* **Exercise objective**: Go through the entries one line at a time, and gather every line that has the word "item".

(Collected data entries)
==============================
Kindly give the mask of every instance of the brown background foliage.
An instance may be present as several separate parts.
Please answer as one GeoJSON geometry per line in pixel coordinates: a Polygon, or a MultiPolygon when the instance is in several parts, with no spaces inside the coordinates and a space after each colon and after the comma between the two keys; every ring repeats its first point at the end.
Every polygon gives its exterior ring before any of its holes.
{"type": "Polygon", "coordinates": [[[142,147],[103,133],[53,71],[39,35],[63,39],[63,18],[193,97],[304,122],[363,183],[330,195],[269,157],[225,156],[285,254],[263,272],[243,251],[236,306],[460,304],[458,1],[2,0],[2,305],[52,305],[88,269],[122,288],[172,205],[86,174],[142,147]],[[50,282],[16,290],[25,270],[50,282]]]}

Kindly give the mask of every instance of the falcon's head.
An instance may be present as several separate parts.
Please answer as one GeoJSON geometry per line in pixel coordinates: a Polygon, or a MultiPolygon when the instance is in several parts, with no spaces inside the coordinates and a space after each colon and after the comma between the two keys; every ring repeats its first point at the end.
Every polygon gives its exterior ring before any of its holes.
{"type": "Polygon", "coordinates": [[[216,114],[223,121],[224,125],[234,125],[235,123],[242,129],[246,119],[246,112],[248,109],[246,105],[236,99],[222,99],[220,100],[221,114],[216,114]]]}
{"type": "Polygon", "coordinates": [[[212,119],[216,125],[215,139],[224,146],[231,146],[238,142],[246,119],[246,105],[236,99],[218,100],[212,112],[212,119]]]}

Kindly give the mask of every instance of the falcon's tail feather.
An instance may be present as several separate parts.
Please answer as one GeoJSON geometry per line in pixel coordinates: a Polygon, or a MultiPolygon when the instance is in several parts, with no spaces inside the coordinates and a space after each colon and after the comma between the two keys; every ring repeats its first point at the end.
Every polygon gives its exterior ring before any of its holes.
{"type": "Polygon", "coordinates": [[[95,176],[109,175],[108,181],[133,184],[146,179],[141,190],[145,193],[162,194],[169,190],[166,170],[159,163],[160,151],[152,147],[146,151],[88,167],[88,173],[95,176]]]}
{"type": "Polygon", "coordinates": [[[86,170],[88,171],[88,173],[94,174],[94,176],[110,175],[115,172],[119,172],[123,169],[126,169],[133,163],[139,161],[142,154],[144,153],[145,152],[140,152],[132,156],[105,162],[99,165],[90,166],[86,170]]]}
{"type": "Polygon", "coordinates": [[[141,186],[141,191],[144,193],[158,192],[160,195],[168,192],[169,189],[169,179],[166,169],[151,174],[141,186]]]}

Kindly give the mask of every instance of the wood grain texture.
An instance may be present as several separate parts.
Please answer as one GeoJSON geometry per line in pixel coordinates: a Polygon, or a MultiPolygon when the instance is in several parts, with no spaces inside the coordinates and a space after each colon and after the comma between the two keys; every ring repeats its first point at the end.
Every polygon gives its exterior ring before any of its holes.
==============================
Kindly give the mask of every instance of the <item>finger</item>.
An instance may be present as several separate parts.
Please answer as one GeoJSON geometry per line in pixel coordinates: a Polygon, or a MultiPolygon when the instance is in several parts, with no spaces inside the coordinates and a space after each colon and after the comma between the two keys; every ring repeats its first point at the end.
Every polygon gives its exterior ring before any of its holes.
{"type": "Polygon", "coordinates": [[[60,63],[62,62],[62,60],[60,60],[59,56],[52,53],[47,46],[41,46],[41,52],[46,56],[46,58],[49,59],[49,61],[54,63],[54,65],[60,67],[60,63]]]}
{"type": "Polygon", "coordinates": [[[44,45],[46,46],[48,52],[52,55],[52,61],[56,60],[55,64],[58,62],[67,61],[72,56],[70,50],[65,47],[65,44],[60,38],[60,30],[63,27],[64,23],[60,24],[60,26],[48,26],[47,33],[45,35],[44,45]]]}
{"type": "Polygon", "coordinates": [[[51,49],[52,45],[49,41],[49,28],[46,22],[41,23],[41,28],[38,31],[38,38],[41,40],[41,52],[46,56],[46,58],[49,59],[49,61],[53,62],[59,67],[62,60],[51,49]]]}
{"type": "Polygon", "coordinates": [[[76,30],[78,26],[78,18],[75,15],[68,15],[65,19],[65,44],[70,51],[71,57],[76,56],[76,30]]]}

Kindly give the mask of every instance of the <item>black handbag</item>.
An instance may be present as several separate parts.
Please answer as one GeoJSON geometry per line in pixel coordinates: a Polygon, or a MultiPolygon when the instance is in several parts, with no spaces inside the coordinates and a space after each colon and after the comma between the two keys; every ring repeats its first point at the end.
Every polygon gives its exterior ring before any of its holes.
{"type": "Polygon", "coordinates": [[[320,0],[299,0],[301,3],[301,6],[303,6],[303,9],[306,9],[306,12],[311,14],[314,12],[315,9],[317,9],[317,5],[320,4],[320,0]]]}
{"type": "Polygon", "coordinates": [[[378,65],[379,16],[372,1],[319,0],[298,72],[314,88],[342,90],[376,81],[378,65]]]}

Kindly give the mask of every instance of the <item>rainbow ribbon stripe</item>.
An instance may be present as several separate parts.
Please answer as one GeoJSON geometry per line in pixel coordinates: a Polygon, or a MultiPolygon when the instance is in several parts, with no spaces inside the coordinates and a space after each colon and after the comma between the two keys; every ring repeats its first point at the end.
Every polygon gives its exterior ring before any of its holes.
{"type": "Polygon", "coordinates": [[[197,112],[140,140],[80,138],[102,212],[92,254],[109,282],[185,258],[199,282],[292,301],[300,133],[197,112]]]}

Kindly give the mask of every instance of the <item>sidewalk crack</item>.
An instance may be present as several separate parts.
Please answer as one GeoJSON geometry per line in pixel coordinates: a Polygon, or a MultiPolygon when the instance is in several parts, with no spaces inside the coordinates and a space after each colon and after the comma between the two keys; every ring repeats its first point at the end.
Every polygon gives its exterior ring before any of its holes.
==============================
* **Task response**:
Kindly give the mask of every instance of the <item>finger</item>.
Kindly give the mask of every instance of the <item>black handbag</item>.
Kindly give the mask of every instance of the <item>rainbow ribbon stripe</item>.
Kindly give the mask of every instance of the <item>sidewalk crack</item>.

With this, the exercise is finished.